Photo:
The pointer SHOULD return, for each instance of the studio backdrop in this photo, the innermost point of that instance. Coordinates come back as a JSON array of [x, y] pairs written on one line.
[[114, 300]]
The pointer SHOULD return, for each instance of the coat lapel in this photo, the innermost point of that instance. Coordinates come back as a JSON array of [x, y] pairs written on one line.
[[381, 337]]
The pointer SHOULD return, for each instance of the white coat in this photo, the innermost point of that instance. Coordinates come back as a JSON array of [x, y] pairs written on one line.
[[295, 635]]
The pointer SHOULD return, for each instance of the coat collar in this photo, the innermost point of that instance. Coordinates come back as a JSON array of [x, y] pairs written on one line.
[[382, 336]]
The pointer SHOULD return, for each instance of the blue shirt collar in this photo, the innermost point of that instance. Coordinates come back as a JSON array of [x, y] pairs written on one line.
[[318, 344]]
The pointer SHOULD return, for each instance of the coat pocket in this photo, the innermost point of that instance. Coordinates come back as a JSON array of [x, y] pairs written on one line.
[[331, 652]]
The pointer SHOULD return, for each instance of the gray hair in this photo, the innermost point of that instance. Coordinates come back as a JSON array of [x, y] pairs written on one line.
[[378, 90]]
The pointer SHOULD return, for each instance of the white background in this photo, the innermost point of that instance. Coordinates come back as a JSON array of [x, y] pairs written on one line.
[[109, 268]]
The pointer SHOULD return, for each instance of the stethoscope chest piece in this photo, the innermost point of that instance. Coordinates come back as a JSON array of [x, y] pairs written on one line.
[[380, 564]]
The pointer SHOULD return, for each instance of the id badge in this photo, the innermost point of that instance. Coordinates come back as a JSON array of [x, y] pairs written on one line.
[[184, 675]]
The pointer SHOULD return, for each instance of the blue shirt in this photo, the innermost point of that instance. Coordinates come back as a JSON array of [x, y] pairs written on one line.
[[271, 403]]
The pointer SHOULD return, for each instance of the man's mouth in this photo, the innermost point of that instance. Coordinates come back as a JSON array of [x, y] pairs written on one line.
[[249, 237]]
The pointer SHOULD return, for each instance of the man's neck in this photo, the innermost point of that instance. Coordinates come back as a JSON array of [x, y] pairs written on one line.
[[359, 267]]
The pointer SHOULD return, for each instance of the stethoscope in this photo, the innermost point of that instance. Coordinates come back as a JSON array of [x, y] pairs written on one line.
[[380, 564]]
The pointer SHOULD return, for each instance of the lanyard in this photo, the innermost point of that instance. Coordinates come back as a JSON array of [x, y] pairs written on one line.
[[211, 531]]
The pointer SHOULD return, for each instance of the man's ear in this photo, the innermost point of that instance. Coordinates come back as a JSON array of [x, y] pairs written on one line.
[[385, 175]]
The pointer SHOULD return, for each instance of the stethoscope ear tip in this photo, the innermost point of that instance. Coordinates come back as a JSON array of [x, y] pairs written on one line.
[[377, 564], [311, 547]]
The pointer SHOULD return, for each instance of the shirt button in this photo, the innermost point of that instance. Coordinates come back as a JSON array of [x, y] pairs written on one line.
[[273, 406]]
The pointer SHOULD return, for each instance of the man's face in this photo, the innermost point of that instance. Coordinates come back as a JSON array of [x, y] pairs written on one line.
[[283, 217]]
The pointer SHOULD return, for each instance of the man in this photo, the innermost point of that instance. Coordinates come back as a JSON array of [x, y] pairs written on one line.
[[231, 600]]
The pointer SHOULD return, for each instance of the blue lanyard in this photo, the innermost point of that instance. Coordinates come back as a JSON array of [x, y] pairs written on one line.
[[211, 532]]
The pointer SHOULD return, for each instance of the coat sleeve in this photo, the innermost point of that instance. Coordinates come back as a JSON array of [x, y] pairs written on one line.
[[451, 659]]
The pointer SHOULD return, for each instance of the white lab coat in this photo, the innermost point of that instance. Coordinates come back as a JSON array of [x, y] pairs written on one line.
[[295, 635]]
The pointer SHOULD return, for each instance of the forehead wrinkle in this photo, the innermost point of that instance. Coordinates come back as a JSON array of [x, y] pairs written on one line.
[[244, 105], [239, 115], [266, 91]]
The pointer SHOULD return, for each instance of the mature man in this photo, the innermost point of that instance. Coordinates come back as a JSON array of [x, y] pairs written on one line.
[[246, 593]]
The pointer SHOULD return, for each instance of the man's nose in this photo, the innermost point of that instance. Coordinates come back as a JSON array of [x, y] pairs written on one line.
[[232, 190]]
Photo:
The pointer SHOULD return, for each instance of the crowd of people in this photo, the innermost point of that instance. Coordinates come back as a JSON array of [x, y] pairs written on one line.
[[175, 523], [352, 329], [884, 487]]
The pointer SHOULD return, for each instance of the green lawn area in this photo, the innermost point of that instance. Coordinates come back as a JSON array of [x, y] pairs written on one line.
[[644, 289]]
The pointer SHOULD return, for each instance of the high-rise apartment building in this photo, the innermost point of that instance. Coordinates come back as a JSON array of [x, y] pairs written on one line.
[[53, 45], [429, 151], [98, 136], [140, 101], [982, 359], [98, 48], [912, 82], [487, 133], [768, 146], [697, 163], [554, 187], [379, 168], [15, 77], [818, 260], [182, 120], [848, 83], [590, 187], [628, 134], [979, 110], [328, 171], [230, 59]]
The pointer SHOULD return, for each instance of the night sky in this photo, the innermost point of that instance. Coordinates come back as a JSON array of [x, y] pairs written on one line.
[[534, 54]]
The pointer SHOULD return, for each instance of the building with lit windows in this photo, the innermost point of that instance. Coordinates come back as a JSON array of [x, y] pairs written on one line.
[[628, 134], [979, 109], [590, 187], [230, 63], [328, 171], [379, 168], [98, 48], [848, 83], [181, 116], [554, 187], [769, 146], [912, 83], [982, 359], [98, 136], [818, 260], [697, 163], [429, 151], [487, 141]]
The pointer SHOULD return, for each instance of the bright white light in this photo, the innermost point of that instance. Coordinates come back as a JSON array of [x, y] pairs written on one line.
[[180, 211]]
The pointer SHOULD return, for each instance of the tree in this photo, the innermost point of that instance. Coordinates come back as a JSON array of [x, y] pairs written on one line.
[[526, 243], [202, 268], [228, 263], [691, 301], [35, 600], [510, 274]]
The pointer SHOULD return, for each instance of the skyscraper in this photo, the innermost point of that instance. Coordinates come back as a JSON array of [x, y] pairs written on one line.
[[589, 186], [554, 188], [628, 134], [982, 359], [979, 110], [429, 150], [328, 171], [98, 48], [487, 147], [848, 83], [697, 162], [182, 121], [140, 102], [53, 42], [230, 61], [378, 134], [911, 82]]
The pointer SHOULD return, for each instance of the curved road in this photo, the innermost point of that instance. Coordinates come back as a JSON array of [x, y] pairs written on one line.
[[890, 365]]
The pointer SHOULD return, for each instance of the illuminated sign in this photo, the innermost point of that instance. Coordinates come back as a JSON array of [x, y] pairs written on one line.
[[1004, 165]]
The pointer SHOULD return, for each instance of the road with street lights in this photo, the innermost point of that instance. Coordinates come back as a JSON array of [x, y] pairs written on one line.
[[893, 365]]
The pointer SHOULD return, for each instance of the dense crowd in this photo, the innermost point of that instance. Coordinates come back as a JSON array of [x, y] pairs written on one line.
+===+
§ **ABOUT THIS TASK**: Return word for word the line with "The pointer SHOULD return, for each instance of the skyscraper" and every line after it through the end of the records above.

§ **WORKED SOLUTION**:
The pointer SHOULD return, for each instance of the skyscraper in this photo, the innermost point of that instance. Coordinates come back as a JSON array of [x, y] pairs written on one line.
[[589, 186], [554, 188], [628, 134], [982, 359], [979, 110], [429, 150], [328, 171], [98, 48], [487, 147], [848, 83], [697, 162], [182, 121], [140, 102], [53, 42], [230, 61], [378, 134], [911, 82]]
The pointer SHOULD return, for each instance of the curved road in this photo, the innermost point of that instance. Coordinates come back as a JSON array of [x, y] pairs written on one line.
[[890, 365]]
The pointer SHOULD return, for each instance of the illuminated sign in this photo, the innermost point of that instance. Coordinates come back as a JSON array of [x, y] pairs written on one line.
[[1004, 165]]
The pointer SHOULD return, for each instance of the road with street lights in this photo, the innermost point of that instance. Coordinates come back as a JSON array of [x, y] pairs written on one line.
[[893, 365]]
The pointer SHOULD return, for each instance of the dense crowd in this photo, the innermost point of that instance. Coordinates come back as a JSON array of [x, y] pairs written on one line.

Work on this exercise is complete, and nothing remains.